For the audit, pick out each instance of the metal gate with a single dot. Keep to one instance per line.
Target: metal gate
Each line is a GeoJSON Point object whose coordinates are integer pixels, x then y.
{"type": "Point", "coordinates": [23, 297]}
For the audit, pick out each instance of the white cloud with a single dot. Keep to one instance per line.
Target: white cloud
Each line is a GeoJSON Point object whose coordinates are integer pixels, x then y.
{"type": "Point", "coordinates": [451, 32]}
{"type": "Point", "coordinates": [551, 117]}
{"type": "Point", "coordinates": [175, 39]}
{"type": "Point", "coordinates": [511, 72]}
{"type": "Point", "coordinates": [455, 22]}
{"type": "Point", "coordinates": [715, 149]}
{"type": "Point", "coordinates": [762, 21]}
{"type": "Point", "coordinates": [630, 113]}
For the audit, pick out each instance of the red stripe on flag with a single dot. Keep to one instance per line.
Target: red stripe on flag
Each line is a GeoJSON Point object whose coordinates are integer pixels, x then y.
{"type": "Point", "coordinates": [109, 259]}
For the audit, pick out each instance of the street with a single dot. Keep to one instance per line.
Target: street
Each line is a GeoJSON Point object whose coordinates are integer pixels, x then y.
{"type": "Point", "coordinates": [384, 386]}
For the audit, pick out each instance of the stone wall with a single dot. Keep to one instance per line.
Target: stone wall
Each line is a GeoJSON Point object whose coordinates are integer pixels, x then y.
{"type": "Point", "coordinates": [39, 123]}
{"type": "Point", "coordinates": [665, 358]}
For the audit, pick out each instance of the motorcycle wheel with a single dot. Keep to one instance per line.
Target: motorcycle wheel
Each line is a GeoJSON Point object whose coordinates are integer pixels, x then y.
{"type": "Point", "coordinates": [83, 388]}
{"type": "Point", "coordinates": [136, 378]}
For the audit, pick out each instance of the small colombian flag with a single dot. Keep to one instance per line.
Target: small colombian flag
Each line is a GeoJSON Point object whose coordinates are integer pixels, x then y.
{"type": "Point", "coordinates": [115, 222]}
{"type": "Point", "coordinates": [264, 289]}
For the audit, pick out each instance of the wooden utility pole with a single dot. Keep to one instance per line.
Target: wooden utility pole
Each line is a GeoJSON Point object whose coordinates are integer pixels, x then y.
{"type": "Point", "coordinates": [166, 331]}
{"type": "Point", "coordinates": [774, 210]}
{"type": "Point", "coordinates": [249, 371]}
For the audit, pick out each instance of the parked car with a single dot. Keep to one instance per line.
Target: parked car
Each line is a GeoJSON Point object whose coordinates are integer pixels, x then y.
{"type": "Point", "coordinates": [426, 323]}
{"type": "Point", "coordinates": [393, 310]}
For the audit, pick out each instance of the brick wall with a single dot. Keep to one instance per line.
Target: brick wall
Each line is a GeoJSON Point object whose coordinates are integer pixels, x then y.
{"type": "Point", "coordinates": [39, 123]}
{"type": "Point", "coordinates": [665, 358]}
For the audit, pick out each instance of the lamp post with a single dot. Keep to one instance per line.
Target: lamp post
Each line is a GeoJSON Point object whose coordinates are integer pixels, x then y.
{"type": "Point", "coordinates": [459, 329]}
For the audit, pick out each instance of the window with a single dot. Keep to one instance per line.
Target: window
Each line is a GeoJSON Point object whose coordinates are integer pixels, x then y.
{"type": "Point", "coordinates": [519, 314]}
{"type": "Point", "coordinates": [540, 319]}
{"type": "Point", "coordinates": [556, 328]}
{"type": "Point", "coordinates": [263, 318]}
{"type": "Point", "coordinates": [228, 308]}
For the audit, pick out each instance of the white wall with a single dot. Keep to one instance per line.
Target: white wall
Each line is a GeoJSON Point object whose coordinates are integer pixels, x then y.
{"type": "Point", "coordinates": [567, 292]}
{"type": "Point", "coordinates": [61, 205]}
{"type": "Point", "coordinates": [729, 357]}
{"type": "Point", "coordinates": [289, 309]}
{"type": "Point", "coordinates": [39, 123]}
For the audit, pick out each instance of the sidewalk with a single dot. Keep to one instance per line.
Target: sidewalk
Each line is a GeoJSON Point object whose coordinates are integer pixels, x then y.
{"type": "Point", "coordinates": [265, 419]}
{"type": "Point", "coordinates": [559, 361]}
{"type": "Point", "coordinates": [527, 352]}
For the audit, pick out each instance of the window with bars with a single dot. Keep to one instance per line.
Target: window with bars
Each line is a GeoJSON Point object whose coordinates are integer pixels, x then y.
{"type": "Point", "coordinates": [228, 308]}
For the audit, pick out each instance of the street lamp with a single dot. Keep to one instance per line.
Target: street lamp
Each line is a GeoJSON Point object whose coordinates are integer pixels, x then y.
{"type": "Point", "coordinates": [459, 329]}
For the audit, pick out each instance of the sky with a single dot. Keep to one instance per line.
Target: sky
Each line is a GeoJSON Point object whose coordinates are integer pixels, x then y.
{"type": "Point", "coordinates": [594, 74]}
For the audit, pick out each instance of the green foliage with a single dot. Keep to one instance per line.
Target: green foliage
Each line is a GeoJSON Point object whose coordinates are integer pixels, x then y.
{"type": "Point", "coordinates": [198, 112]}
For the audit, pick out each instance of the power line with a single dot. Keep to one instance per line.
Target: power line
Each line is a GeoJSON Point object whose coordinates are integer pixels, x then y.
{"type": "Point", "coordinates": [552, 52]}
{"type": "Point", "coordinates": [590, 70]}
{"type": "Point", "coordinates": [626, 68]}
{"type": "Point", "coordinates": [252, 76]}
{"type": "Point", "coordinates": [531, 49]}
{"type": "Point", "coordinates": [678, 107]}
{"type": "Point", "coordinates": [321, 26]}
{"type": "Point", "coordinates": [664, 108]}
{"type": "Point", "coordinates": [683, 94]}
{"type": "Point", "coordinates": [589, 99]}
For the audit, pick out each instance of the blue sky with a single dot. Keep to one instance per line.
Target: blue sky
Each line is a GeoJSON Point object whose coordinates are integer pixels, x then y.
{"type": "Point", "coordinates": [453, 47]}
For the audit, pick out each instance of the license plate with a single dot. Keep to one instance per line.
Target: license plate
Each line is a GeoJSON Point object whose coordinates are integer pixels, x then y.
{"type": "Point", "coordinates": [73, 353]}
────────────────────
Set out exactly the run of lines that begins at the line holding "For the audit, pick out each instance of the blue" and ends at the last line of the data.

For the audit, pick out each instance of the blue sky with a single dot. Keep to one instance per line.
Target: blue sky
Each line is a GeoJSON Point object whose coordinates are integer pixels, x then y.
{"type": "Point", "coordinates": [453, 47]}
For the audit, pick out each instance of the license plate with a single dot. Keep to one instance per line.
Target: license plate
Each line is a GeoJSON Point object whose coordinates are integer pixels, x then y.
{"type": "Point", "coordinates": [73, 353]}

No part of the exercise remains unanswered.